> _Data records_
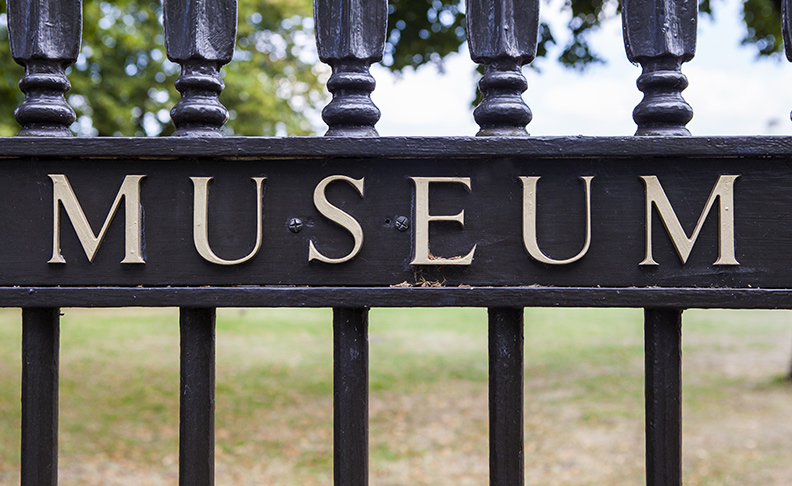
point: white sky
(730, 91)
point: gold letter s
(337, 216)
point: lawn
(428, 378)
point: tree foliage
(123, 82)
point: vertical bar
(196, 424)
(663, 355)
(350, 396)
(507, 463)
(40, 356)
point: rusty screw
(402, 223)
(295, 225)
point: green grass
(428, 378)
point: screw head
(295, 225)
(402, 223)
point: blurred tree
(122, 83)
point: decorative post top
(200, 30)
(200, 36)
(503, 29)
(350, 36)
(661, 35)
(502, 35)
(350, 30)
(45, 39)
(45, 30)
(660, 28)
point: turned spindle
(200, 36)
(660, 35)
(45, 39)
(502, 36)
(350, 36)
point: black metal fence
(502, 34)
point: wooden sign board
(523, 218)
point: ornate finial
(350, 36)
(502, 35)
(200, 36)
(45, 39)
(661, 35)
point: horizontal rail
(673, 298)
(393, 147)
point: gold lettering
(529, 222)
(337, 216)
(63, 194)
(201, 225)
(423, 218)
(723, 190)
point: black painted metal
(663, 355)
(120, 150)
(252, 296)
(45, 39)
(786, 27)
(40, 358)
(350, 36)
(350, 396)
(502, 35)
(661, 35)
(507, 463)
(197, 401)
(200, 36)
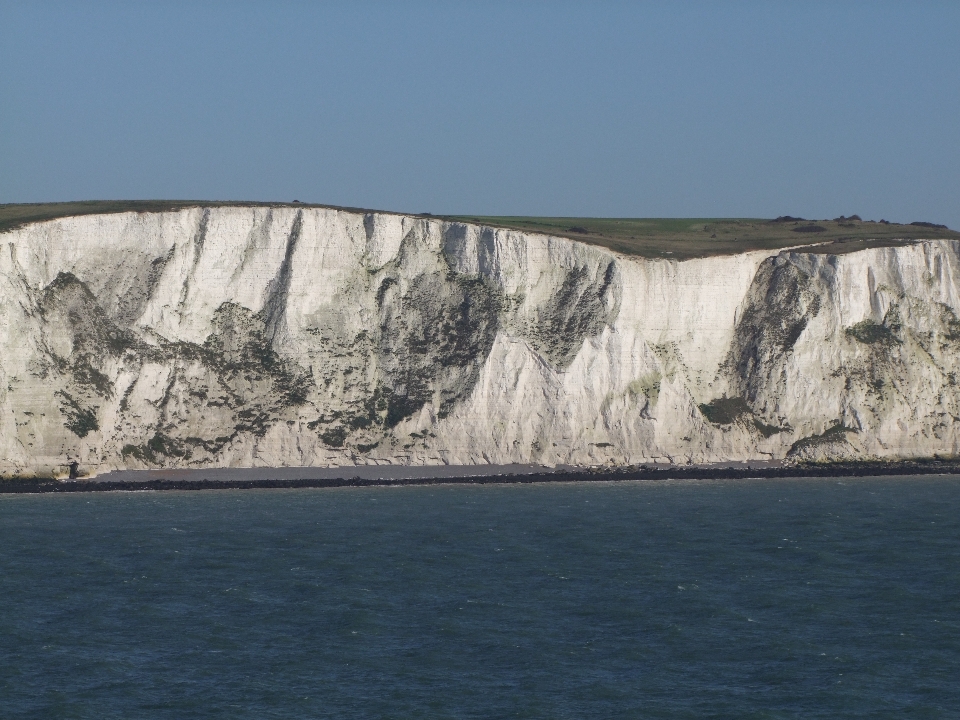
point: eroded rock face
(264, 336)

> _Set task_
Transcribe the whole listing, character for character, but not its images.

> _Response_
point: white sky
(730, 91)
point: gold letter s
(337, 216)
point: lawn
(428, 378)
point: tree foliage
(123, 82)
point: vertical bar
(196, 424)
(663, 355)
(350, 396)
(507, 463)
(40, 356)
point: rusty screw
(402, 223)
(295, 225)
point: green grass
(428, 378)
point: screw head
(295, 225)
(402, 223)
point: blurred tree
(122, 83)
point: decorative post top
(200, 30)
(200, 36)
(503, 29)
(350, 36)
(661, 35)
(502, 35)
(350, 30)
(45, 39)
(45, 30)
(660, 28)
point: turned spindle
(200, 36)
(660, 35)
(45, 39)
(502, 36)
(350, 36)
point: black metal fence
(502, 34)
point: wooden sign board
(523, 218)
point: ornate finial
(350, 36)
(502, 35)
(200, 36)
(45, 39)
(661, 35)
point: horizontal rail
(673, 298)
(393, 147)
point: gold lettering
(529, 222)
(337, 216)
(63, 194)
(201, 225)
(423, 218)
(723, 190)
point: black painted metal
(663, 355)
(120, 150)
(252, 296)
(45, 39)
(786, 27)
(40, 358)
(350, 36)
(350, 396)
(502, 35)
(661, 35)
(507, 463)
(197, 401)
(200, 36)
point: eroded rock face
(264, 336)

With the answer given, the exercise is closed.